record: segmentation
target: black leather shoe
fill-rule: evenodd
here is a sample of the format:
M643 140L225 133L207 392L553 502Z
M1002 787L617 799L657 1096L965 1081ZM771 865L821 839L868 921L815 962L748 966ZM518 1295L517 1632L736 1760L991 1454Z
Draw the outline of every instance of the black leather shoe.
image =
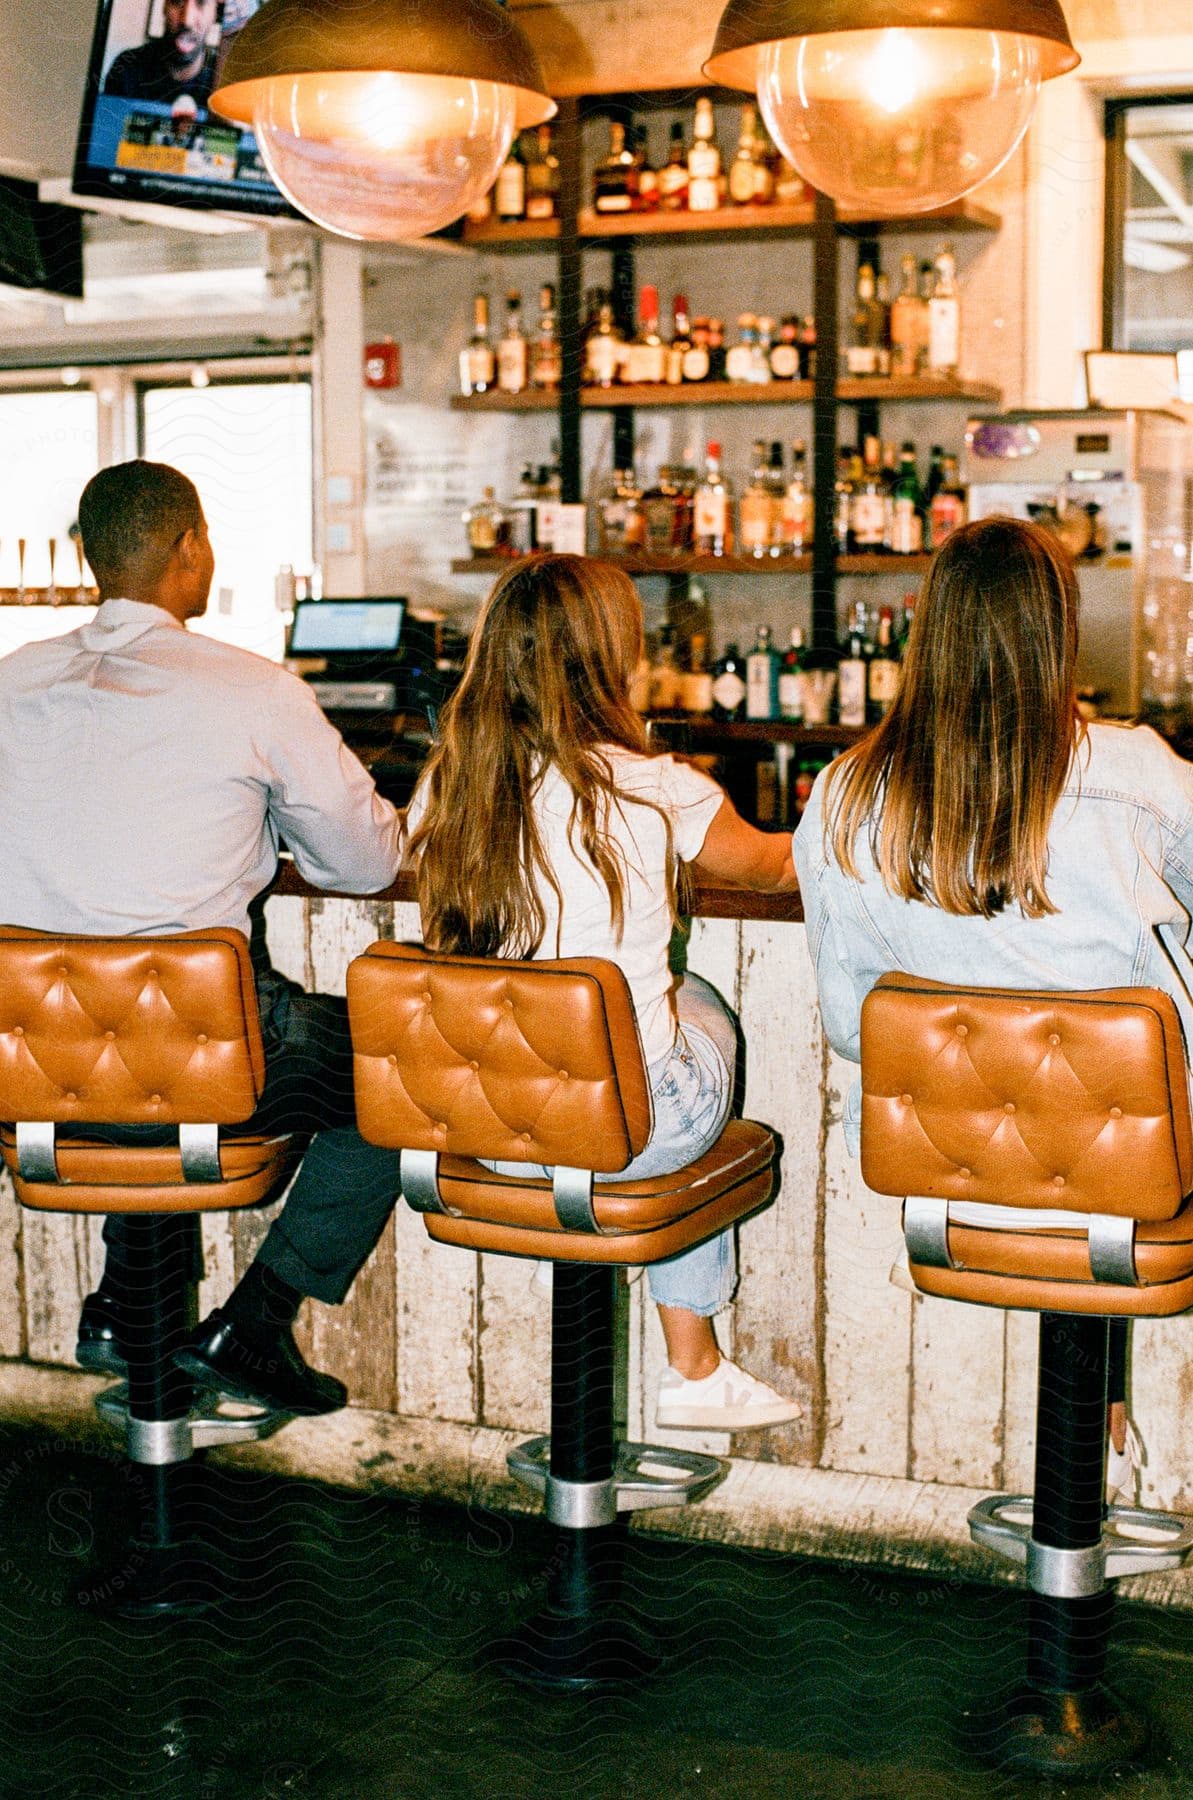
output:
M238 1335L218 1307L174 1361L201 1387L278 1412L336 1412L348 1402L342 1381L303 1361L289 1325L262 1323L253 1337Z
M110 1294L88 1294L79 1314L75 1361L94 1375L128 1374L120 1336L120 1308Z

▬▬▬

## What this task involves
Write out the material exactly as it stands, omitting every picture.

## Result of the task
record: segmentation
target: black leather shoe
fill-rule: evenodd
here is a sample of the format:
M643 140L225 133L207 392L553 502Z
M1002 787L617 799L657 1096L965 1081ZM771 865L821 839L868 921L815 962L748 966ZM518 1295L517 1632L736 1760L991 1454Z
Draw the outline of every instance of the black leather shoe.
image =
output:
M238 1335L218 1307L174 1361L201 1387L278 1412L336 1412L348 1402L342 1381L303 1361L289 1325L262 1323L253 1337Z
M110 1294L88 1294L79 1314L75 1361L94 1375L128 1374L120 1336L120 1308Z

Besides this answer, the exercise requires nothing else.